Entries from a dataset:
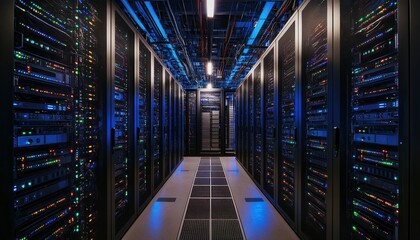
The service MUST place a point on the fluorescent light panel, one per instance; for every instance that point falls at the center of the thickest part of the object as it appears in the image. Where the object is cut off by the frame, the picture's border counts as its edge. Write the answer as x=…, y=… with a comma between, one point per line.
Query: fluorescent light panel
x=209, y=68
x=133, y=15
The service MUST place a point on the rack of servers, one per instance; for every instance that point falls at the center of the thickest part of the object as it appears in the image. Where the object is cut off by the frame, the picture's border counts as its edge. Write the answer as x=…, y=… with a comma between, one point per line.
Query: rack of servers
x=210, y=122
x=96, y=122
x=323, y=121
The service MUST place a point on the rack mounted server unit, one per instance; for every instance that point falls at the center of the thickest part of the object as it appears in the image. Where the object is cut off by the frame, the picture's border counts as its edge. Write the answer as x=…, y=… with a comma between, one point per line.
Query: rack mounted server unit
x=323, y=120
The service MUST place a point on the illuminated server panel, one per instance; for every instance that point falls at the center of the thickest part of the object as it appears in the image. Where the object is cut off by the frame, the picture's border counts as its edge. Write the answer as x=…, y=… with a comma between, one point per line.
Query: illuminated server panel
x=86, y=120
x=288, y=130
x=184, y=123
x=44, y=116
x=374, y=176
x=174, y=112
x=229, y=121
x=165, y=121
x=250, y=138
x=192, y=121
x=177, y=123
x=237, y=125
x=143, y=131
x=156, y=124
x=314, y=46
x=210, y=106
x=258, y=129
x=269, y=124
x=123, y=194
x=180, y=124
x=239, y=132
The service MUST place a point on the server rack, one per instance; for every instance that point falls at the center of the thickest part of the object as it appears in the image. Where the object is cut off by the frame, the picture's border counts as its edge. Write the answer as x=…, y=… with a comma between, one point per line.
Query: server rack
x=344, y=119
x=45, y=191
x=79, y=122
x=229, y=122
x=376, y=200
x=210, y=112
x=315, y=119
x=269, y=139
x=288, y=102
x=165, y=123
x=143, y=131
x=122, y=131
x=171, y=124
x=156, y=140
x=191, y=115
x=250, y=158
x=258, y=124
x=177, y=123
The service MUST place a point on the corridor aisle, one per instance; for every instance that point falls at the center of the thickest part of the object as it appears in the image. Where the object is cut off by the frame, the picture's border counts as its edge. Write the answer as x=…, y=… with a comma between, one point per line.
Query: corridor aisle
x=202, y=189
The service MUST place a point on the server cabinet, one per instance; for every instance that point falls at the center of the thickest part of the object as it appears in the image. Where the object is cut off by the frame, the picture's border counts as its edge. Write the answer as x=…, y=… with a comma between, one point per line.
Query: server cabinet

=== WHAT IS BEING ASKED ===
Quote each entry above verbatim and drop the pictures.

=== FULL OUTPUT ===
The service MUST place a point on the fluorescent light panel, one per instance; for every instance that point falls at the center of the thickest part of the object as it appears in the image. Where the object is cut off by the frame, the picture's border counts as its edge. Write the answer as x=…, y=… with a comma between, one point per line.
Query: fluorescent light panel
x=209, y=68
x=133, y=15
The service MUST place a point on the rack of servers, one per instance; for every instance that point falls at the center of the thickest part of the object as it appears in the image. Where the object is cut off by the frame, the picture's border counts as its edge. Write the answer as x=…, y=… with a comma between, one point per line.
Query: rack of servers
x=210, y=122
x=96, y=122
x=323, y=121
The service MUST place a point on the rack mounted server unit, one per instance; for every instance that point falls at the center of the thickest part of the object as it appears in the image. Where the object is cut off by the frame, the picture's border counts as its edge. Write the answer as x=…, y=… with a comma between, one point per line.
Query: rack mounted server unit
x=323, y=120
The service MUST place a point on the illuminated server panel, one per instance; for every instance that point falls at the center of the thickest part of the object as it appears in the image. Where the object is cut off by the frame, the picture's border counts as its edge. Write the answer as x=…, y=… with a comma between, one point per line.
Query: illuminated server panel
x=86, y=120
x=288, y=130
x=184, y=123
x=44, y=116
x=374, y=176
x=174, y=112
x=229, y=121
x=165, y=121
x=250, y=138
x=192, y=121
x=177, y=123
x=237, y=125
x=143, y=131
x=156, y=124
x=314, y=46
x=210, y=106
x=258, y=129
x=269, y=124
x=123, y=194
x=180, y=124
x=239, y=132
The service MUST place a point on the server rack, one per instance; for every instance that point falls at the center of the thickest part of the object as it appears in the image. Where the object is cut off by the frame, the picture's border counts as its edge. Write the answer as x=…, y=… with a comma between, one point per line.
Query: server rack
x=344, y=119
x=45, y=191
x=79, y=122
x=229, y=122
x=376, y=200
x=210, y=112
x=315, y=119
x=269, y=139
x=288, y=102
x=165, y=123
x=143, y=131
x=122, y=131
x=171, y=124
x=156, y=140
x=191, y=115
x=250, y=158
x=258, y=124
x=177, y=123
The service MUST place a point on the corridor aisle, one per instance; for every instance that point falls at the center of the thickest part of the object as it appears in the image. Where the object is cut off by the frame, the picture's border counts as its edge. Write the answer as x=…, y=… with a comma between, one point per line.
Query: corridor aisle
x=202, y=189
The service MUST place a point on the server cabinet, one per instance; for every instance that point falls at the center of the thickest part of the object as it appears in the image. Where the object is cut off by the frame, the picture's border counts as its edge. Write the answer as x=…, y=… with a comma between, one point per line.
Query: server cabinet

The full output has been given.